[Short task]
Reproduce the data below line for line, changing nothing.

[Data entries]
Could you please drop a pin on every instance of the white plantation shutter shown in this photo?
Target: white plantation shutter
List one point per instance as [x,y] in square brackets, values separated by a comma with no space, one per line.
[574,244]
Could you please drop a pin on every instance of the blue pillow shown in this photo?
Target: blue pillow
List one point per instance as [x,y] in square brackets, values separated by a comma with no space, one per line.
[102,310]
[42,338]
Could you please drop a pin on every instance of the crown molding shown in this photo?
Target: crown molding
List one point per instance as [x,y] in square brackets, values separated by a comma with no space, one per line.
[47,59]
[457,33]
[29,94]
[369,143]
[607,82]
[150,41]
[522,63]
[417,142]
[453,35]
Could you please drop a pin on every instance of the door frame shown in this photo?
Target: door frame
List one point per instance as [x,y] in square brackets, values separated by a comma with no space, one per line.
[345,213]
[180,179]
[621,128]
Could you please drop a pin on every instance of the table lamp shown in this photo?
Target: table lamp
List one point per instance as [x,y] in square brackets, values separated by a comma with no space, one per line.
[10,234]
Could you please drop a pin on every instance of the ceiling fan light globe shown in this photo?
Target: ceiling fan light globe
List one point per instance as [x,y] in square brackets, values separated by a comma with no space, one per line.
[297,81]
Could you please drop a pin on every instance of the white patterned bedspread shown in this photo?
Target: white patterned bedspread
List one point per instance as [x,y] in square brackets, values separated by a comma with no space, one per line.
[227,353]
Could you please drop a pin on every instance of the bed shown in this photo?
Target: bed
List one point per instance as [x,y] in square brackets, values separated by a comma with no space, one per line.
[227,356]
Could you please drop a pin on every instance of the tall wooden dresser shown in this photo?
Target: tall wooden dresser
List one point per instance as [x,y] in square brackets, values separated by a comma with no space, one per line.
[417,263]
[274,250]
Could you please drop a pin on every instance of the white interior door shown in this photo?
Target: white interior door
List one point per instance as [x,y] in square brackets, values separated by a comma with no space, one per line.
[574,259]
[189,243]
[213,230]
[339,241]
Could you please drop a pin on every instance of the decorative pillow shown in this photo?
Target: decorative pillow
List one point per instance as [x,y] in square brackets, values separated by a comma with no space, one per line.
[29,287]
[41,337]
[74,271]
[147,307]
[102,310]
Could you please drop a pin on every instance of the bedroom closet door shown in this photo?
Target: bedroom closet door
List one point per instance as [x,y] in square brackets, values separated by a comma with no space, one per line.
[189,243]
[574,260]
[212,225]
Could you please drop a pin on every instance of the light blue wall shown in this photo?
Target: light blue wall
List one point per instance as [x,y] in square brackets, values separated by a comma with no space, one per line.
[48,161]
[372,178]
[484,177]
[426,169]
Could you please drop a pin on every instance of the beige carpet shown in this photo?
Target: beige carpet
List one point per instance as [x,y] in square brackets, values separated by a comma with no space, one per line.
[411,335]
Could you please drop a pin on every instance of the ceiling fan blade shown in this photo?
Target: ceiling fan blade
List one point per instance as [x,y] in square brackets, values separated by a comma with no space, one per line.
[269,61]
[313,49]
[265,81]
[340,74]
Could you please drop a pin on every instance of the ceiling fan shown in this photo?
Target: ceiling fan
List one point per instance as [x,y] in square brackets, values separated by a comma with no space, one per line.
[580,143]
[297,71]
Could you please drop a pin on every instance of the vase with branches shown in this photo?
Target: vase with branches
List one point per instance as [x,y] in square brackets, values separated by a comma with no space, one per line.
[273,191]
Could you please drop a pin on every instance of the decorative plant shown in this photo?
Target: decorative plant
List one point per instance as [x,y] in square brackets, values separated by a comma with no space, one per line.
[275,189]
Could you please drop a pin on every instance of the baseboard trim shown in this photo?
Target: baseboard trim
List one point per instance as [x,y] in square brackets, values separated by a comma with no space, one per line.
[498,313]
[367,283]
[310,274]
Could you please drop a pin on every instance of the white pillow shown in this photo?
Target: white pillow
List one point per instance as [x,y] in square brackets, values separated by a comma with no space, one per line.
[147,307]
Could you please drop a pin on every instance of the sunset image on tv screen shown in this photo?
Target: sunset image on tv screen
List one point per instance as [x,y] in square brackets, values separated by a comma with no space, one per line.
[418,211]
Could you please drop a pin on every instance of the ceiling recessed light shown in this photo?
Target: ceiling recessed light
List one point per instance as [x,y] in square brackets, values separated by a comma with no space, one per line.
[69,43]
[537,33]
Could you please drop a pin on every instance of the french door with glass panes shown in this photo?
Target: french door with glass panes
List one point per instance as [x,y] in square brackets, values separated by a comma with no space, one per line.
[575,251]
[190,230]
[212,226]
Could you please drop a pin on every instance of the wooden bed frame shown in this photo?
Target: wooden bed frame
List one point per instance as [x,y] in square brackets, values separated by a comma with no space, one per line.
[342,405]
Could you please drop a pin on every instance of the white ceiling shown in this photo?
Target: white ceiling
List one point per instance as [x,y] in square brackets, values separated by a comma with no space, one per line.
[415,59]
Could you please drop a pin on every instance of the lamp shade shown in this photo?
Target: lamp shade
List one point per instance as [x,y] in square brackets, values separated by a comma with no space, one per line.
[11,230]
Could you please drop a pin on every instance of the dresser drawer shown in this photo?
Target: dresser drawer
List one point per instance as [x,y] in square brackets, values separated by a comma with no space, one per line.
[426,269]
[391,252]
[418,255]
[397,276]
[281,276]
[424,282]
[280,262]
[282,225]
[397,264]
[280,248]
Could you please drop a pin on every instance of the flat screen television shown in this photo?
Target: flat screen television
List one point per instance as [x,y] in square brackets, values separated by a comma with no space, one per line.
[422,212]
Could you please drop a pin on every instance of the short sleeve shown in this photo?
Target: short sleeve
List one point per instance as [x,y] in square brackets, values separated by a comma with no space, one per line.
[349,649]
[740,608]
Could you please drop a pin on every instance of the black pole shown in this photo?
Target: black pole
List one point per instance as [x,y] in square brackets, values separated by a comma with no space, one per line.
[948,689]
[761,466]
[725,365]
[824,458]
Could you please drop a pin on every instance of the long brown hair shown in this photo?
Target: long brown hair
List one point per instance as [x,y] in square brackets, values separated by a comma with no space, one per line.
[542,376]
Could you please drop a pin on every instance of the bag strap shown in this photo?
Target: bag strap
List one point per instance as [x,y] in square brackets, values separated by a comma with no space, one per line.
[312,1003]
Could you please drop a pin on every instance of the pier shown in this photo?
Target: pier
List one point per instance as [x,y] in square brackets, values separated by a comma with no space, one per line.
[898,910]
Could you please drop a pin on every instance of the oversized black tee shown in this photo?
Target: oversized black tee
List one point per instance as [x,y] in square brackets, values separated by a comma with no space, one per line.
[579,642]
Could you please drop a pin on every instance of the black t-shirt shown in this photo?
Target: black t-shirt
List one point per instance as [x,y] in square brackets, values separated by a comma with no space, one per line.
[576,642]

[Completed exercise]
Could you please drop a pin on every instance of the white plantation shutter shown in this photo?
Target: white plantation shutter
List one point per instance as [x,y] in square brackets, values separated by a comma with no space, one per line.
[574,244]
Could you please drop a pin on every instance of the blue pillow shown in this photo?
Target: blue pillow
List one point per instance as [x,y] in square brackets, values separated by a comma with no space, one per line.
[102,310]
[42,338]
Could you please drop a pin on every instance of the crown molding shown in this photo?
Target: crown molding
List one point per instance as [x,y] in square brackets, values separated by a comma with no space, one per line.
[47,59]
[457,33]
[29,94]
[369,143]
[607,82]
[150,41]
[522,63]
[417,142]
[453,35]
Could you please drop a pin on every instance of the door frame shown in this photo?
Target: door frame
List one point per instance as [x,y] in square brackets, values separated by a comma with no space, one per line.
[345,213]
[180,179]
[621,128]
Could you please drop a pin on every instance of the table lamp shown in this photo?
Target: table lamp
List one point per instance as [x,y] in square brackets, values separated by a comma with no space, one per line.
[10,234]
Could you please drop a pin on every instance of the ceiling fan light globe shown in this photo?
Target: ceiling fan light globe
List one point per instance as [x,y] in square brackets, values separated by a comma with no space, one per line.
[297,81]
Could you please drop a pin on every instance of the white patterned bedspread shown in this photo?
Target: white patterned bedspread
List one point per instance as [x,y] in square brackets, values separated by a comma with no space, one per line.
[227,353]
Could you please drop a pin on every instance of the bed shown in this photo?
Target: bed
List one point per instance as [x,y] in square brackets, values separated by a comma with no space, one per line.
[227,356]
Could you please drop a pin on every instance of the tall wooden dresser shown in this photo?
Target: tall wooden dresser
List one point per instance as [x,y] in square brackets, values separated by a comma with no space, one per line.
[417,263]
[274,250]
Could you please drop a pin on every instance of the white interior door shown in this photo?
Target: white interior door
List one point per instance as [x,y] in square brackets, values separated by a comma with no space, one per line.
[574,259]
[189,243]
[213,230]
[339,241]
Could you please drop a pin on every instance of the decorative pillow shown in this photo?
Target: decorative pillow
List one point per instance as [x,y] in square brackets, values separated by a comma with no space, one per line.
[29,287]
[41,337]
[74,271]
[147,307]
[102,310]
Could you please drop a pin on every instance of the bedroom closet door shown in this photo?
Target: bedroom closet door
List one point per instance as [x,y] in square brackets, values separated by a comma with no space, one per line.
[189,243]
[574,260]
[212,225]
Could you please drop a pin on every instance of the light blue wall shown in this photo?
Target: light blue wall
List one point per instance as [x,y] in square brackets, values separated by a comma with no space, one per line.
[48,161]
[372,178]
[484,177]
[426,169]
Could you please drop a pin on every instance of the beige carpet shown in this photo?
Target: beige carpet
List one point per instance as [x,y] in square brackets, values separated by a comma with no space, one per line.
[411,335]
Could you please drop a pin on every instance of the ceiling fan blade shown in this photo?
Target: ceiling fan blade
List one point per instance as [x,y] in square brackets, values separated by a comma with no space, one per line.
[269,61]
[313,49]
[265,81]
[340,74]
Could you please drop a pin on every instance of the ceiling fan shown in this photo?
Target: ceiling fan
List one point per instance as [x,y] in square brackets, values separated by a comma with no space, one per line.
[580,143]
[297,71]
Could you please drop a pin on every instance of the vase with branches shown in this photo?
Target: vase with branches
List one point per instance as [x,y] in square brackets, values separated by a comma with no space, one per line.
[273,191]
Could you please drop a pin on every instance of the decorative plant shown in this photo?
Target: decorative plant
List one point per instance as [x,y] in square brackets, values separated by a comma with no space, one per line.
[275,189]
Could you please drop a pin on every instance of the baseboard trim shown in this photo?
Target: baseboard trim
List one point per instance as [x,y] in square brackets, values separated by a comma with no space, one per line.
[498,313]
[367,283]
[310,274]
Could you please drop a pin on every instance of the white pillow shown in this photo?
Target: white pillow
List one point per instance as [x,y] in square brackets, values separated by a comma with no space, one per line.
[147,307]
Could you please drop a pin on every instance of the sunset image on tv screen shown in this photo?
Target: sunset image on tv screen
List one point per instance as [x,y] in square brackets, values separated by a comma with no space, one per line.
[418,211]
Could you please drop a pin on every instance of the ceiling recessed light shown in this photo?
Target: ceiling recessed light
List one point per instance as [x,y] in square brackets, values separated by a comma with no space, one per line.
[69,43]
[537,33]
Could you please drop a pin on every instance of the french door with glass panes shown in this photo?
Target: french door with glass panes
List one point per instance as [x,y] in square brackets, values separated by a comma with no space, one per line.
[575,251]
[190,230]
[212,226]
Could you please drop a pin on every instance of the wooden bed frame shown in this photo?
Target: wooden bed frame
List one point per instance as [x,y] in square brackets, values separated by a comma with no space, one per line.
[342,405]
Could you please drop a pin on every instance of the white ceiling shown in this photo?
Target: white ceiling
List one point per instance as [x,y] in square brackets, values separated by a comma with no space, one per line.
[415,59]
Could you please drop a pin on every instance of the lamp shade shown in this photo?
Target: lamp shade
List one point per instance as [x,y] in square brackets, values separated by a comma with no space, one per line.
[11,230]
Could you please drop a pin on every instance of the dresser drawer shown in this photo?
Target: dresser drawer
List one point per instance as [x,y] in square brackets, values separated by a comma with no space, one per line.
[426,269]
[391,252]
[418,255]
[397,276]
[281,276]
[424,282]
[280,262]
[282,225]
[397,264]
[280,248]
Could you please drop a pin on every instance of the flat screen television shown in this photo?
Target: flat screen television
List one point per instance as [x,y] in square brackets, values separated by a comma with no space, one per line.
[422,212]
Could you please drop a pin on every instance of the short sleeve shown in this photo?
Target: short sleeve
List one point per instance as [x,y] in square brackets, values separated by a comma with no space, one per line.
[349,649]
[740,608]
Could you please drop a pin on every instance of the black pole shown in this photo?
Target: black pole
List one point per instance as [x,y] in square brackets, values separated by a comma with no space, one per line.
[948,689]
[761,466]
[725,365]
[824,458]
Could you please drop a pin on every instance of the long brown hair shown in this photo?
Target: long brown hair
List one point per instance as [x,y] in square brackets, values separated by a comma with no space, one per line.
[542,376]
Could you please drop a pin on every instance of the bag strap shown in this photo?
Target: bag strap
List one point per instance as [x,y] in square brackets, values separated by a comma with no space, one per line.
[312,1003]
Could you please drop a pin on every instance of the pier shown in this photo?
Target: pier
List one point per instance as [x,y] in square brackets, values separated by a comma with no space, one per line.
[898,910]
Could you please drop a pin on every instance of the oversized black tee shown in this photo?
Target: oversized black tee
List one point per instance as [x,y] in square brackets, values separated by a comma with no space, one per line.
[579,642]
Could you please drop a pin on every instance of the black t-shirt shown in this photo?
Target: black t-shirt
List one point per instance as [x,y] in square brackets, values separated by a comma with no space, one per line.
[576,642]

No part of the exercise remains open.